Task — Copy the data below, starting at the line that has "the white trim" and stopping after the line that has "296, 277, 304, 329". Keep every text line unchanged, and shift each bounding-box coordinate by adding 148 to it.

Data extract —

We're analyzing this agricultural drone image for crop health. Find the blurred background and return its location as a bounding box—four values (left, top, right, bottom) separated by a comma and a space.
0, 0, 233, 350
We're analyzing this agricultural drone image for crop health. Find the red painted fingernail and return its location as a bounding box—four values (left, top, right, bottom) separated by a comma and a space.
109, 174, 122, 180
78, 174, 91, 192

--

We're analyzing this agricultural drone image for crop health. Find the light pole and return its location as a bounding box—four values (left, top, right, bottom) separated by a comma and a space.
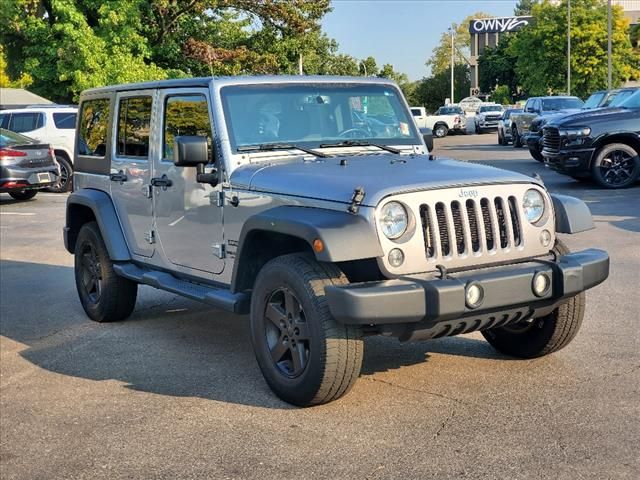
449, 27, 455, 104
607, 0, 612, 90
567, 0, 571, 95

--

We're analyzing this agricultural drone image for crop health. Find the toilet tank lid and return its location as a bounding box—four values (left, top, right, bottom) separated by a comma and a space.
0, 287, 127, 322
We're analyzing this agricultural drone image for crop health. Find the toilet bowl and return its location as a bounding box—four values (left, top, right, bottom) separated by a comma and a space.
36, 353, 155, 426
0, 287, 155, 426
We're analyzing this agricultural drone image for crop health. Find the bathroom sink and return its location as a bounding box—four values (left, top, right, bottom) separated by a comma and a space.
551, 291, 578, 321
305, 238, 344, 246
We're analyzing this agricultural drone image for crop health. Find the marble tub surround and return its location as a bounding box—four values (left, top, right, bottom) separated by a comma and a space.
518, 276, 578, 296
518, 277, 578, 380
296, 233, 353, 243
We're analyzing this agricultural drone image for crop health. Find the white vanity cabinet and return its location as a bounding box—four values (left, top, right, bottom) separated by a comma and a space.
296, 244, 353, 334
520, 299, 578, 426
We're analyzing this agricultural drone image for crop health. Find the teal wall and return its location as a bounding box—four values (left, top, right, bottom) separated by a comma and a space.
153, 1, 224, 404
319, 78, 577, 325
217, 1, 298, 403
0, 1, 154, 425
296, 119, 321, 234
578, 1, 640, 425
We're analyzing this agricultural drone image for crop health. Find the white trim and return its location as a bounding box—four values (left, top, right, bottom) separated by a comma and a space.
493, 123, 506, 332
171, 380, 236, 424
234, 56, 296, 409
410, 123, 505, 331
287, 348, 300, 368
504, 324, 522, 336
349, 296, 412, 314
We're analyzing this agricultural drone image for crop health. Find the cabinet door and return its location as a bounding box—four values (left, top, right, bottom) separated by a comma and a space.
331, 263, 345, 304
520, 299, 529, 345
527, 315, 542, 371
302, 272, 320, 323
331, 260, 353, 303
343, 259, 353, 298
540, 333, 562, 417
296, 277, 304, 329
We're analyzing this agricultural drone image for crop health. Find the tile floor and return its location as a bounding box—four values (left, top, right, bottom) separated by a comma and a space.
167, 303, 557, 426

Solution below —
We're analyzing this agricultural drone image for crop health. Find the white trim and return its location as a bounding box—four values (left, top, right, bottom) separated by a comma and a space.
641, 271, 654, 480
319, 528, 384, 572
382, 204, 444, 557
558, 271, 653, 479
435, 496, 448, 516
652, 472, 670, 484
497, 444, 560, 462
We're analyzing this agricultural drone image for crop health. Find the cabinet door and return its location as a bounding box—four values (left, top, right, bottom) separated by a comma and a space.
479, 411, 493, 452
668, 447, 677, 493
675, 463, 690, 519
450, 420, 468, 471
479, 408, 501, 451
491, 407, 501, 446
688, 481, 710, 565
444, 425, 452, 477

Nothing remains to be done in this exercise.